THE EXERCISE: In the speech on peace below, what title does the text give Cardinal Pierbattista Pizzaballa?

DOCUMENT SECTION:
Cardinal Pierbattista Pizzaballa during his speech at the Lateran University (Ansa/Claudio Peri)

Peace made of forgiveness, truth, and justice

The "Lectio magistralis" of Cardinal Pierbattista Pizzaballa, Latin Patriarch of Jerusalem, at the Lateran University on May 2.
Pierbattista Pizzaballa

Thank you for your invitation, which I have been honored by. I am grateful to your venerable institution, with which we have been in collaboration for many years now. Thanks to the fact that the Latin Patriarchate Theological Studies has been granted affiliation with the Faculty of Theology. I consider this link between Rome and Jerusalem of fundamental importance for the Church today. I also take this opportunity to extend my best wishes to the new Magnificent Rector, Msgr. Amarante, the new Pro-Rector, Msgr. Ferri, and the new Dean of Theology, Msgr. Lameri.

What is happening in the Holy Land is an unprecedented tragedy. In addition to the seriousness of the increasingly deteriorating military and political context, the religious and social context is also deteriorating. The dividing lines between communities, and the few but important contexts of interreligious and civil coexistence are gradually disintegrating. Instead, an attitude of distrust is growing progressively by the day. A bleak landscape. There is certainly no lack of hope among the many people who still, despite everything, want to work for reconciliation and peace. But we must realistically recognize that these are niche realities and that the overall picture remains very worrying.

ITEMS:
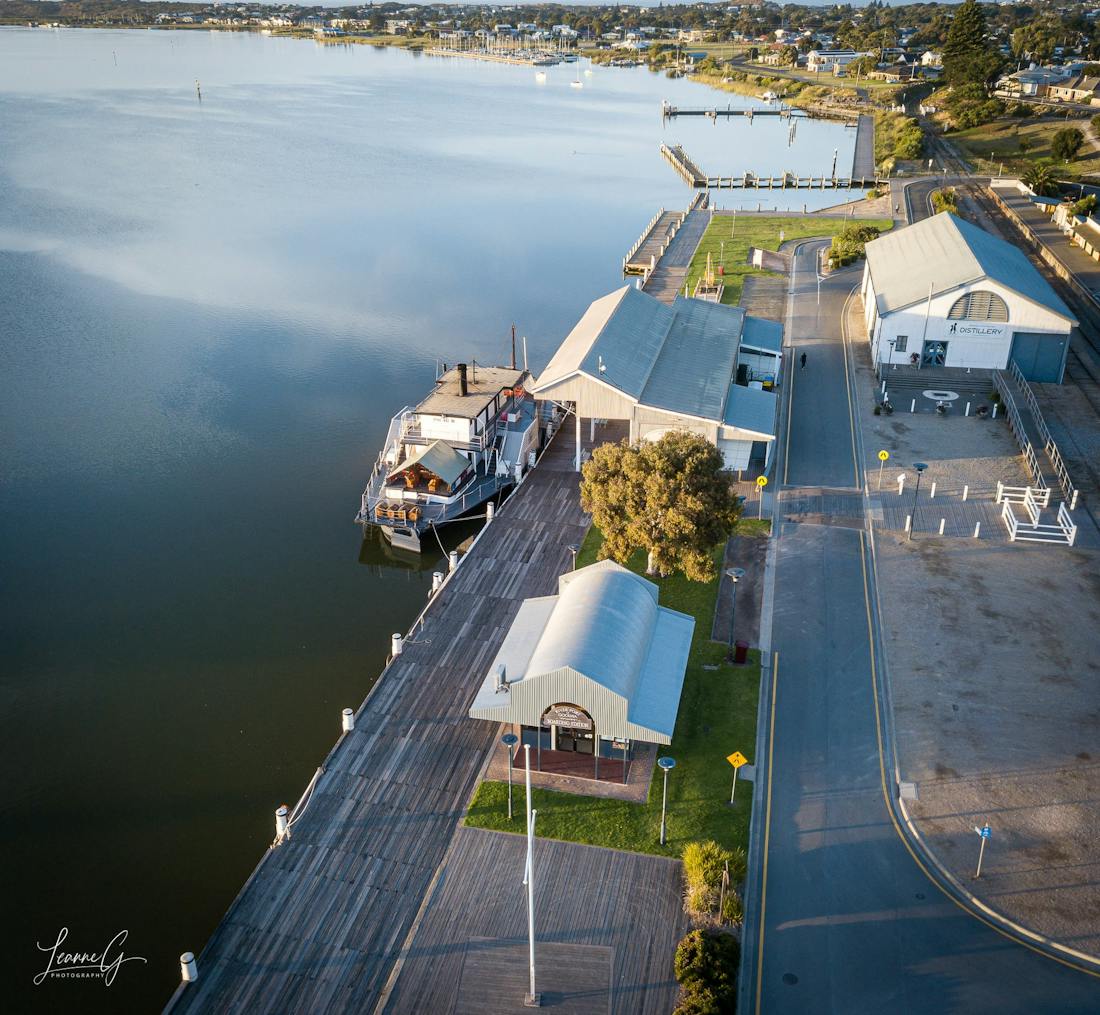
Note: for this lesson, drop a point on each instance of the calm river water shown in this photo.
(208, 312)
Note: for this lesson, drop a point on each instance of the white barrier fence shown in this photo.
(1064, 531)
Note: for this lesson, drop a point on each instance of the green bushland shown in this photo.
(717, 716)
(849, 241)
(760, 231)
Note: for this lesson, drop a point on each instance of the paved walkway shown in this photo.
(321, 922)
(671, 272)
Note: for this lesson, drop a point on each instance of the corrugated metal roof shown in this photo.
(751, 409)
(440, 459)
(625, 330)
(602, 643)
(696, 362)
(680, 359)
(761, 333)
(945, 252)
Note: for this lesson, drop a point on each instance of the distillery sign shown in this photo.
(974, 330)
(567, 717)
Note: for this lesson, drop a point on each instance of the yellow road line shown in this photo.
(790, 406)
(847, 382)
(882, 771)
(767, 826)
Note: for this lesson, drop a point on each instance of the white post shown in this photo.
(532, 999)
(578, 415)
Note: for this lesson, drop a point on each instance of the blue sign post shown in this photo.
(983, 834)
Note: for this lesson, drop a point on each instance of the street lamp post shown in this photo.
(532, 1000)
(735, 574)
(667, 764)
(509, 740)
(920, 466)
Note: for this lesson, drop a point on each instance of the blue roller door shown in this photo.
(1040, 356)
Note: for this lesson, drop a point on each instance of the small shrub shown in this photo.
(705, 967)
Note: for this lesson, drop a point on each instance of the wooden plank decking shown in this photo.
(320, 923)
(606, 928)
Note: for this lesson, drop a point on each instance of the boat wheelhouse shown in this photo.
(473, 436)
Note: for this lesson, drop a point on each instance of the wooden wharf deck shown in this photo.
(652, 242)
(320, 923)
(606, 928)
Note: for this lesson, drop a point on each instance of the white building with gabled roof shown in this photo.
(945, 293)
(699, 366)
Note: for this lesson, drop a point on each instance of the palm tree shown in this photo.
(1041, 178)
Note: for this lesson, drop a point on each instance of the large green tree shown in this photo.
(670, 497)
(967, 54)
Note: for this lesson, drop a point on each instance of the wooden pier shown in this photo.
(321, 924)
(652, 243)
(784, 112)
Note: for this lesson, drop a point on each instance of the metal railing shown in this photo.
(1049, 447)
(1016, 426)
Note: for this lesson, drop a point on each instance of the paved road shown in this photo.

==

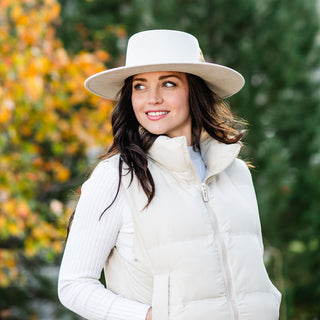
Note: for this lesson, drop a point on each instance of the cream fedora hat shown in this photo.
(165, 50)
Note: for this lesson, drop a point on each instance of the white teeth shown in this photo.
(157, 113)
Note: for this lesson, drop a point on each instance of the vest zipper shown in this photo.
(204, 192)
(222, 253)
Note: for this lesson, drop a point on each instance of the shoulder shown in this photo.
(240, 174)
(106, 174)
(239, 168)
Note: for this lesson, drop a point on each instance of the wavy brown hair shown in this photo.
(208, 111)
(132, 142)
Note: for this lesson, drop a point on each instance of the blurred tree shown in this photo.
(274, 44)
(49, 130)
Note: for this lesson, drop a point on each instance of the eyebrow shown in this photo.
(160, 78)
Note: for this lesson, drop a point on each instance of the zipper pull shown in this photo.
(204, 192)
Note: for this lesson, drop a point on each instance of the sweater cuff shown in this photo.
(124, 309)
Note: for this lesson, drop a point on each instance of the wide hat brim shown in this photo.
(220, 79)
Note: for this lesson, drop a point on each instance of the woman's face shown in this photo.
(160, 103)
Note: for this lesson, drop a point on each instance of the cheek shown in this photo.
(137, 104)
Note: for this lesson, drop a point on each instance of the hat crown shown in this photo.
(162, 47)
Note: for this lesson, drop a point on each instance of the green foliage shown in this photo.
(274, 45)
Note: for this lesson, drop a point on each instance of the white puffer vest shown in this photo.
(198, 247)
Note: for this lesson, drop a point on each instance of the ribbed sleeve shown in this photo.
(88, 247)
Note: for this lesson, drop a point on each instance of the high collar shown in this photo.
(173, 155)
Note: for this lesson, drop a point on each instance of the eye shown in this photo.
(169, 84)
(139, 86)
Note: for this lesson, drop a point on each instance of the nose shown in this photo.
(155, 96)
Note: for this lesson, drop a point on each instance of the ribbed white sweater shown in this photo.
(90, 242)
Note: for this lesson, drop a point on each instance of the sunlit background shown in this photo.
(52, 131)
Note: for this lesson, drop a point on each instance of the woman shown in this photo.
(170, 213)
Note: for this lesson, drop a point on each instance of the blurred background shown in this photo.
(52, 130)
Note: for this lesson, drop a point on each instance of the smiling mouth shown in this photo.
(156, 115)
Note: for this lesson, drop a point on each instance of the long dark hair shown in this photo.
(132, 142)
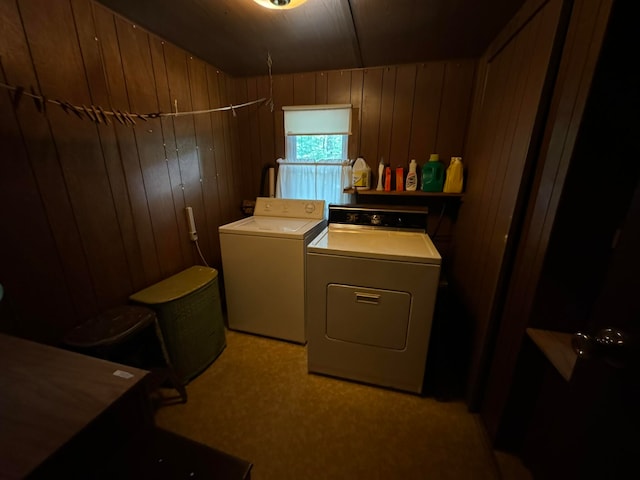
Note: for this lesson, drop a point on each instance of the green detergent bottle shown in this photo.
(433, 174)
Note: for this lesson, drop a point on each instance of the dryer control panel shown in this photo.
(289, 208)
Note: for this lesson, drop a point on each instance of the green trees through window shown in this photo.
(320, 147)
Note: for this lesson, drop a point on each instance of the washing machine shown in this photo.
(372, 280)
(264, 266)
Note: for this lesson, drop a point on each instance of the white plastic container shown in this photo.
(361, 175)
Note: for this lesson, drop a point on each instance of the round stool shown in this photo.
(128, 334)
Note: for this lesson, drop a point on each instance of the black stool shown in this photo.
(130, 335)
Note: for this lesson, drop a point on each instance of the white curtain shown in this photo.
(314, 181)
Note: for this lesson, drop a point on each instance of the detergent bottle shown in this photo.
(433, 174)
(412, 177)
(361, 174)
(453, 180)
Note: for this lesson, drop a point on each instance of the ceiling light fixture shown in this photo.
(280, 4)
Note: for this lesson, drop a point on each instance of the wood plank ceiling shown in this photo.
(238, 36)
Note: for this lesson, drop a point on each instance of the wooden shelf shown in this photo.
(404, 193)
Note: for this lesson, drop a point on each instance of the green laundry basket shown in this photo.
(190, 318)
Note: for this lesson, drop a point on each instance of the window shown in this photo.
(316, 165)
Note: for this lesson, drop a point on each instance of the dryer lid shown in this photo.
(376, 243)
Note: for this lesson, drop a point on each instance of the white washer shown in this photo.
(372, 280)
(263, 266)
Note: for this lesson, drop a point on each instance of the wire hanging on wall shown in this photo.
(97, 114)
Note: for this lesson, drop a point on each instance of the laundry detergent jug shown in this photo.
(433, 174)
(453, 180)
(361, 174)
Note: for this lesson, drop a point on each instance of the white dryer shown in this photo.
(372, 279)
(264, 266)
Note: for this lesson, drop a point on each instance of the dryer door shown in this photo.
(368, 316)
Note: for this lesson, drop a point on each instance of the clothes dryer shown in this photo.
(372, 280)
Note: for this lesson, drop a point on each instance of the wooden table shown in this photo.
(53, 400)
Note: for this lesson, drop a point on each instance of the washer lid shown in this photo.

--

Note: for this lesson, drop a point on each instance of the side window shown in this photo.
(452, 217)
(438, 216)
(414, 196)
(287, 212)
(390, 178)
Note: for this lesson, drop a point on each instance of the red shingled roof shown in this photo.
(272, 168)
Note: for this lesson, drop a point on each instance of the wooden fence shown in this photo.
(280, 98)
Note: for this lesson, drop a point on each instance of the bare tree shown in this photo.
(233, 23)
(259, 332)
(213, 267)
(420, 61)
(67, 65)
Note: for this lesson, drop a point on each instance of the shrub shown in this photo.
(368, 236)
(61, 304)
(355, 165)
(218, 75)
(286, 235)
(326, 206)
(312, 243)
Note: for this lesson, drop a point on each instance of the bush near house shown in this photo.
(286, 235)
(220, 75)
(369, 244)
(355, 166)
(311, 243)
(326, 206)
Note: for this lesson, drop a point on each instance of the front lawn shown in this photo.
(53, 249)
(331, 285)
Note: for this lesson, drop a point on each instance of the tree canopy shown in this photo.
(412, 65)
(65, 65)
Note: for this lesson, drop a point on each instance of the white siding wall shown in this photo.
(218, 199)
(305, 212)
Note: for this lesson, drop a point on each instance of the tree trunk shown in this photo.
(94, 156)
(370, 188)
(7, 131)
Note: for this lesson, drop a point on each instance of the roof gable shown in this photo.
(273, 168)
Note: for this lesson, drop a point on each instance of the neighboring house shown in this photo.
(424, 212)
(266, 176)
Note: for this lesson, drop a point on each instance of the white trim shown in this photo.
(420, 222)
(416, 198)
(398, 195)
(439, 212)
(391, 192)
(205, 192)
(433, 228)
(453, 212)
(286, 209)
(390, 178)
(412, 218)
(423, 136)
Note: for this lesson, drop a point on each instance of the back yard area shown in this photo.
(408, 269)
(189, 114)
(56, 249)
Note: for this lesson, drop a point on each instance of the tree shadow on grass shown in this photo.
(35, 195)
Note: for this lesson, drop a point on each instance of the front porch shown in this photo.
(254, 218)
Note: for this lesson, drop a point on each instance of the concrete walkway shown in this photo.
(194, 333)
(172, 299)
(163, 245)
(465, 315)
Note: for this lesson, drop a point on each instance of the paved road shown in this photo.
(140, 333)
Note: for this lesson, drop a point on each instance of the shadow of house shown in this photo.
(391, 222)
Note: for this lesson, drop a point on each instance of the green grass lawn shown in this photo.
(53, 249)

OUTPUT OF THE EXERCISE: Latin Patriarch of Jerusalem